:: RECORDS SHOWN ::

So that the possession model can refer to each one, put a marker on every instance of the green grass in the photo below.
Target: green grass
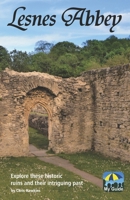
(96, 164)
(37, 139)
(28, 165)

:::

*THE REQUEST:*
Rewrite the data above, replacing every occurrence of "green grass" with "lawn" and changing nothing else. Omit the pictures.

*CORRECT RESPONSE:*
So that the possession model can refer to each one, put a marker on every instance of the lawn in the photo below.
Target: lawn
(96, 164)
(37, 139)
(28, 165)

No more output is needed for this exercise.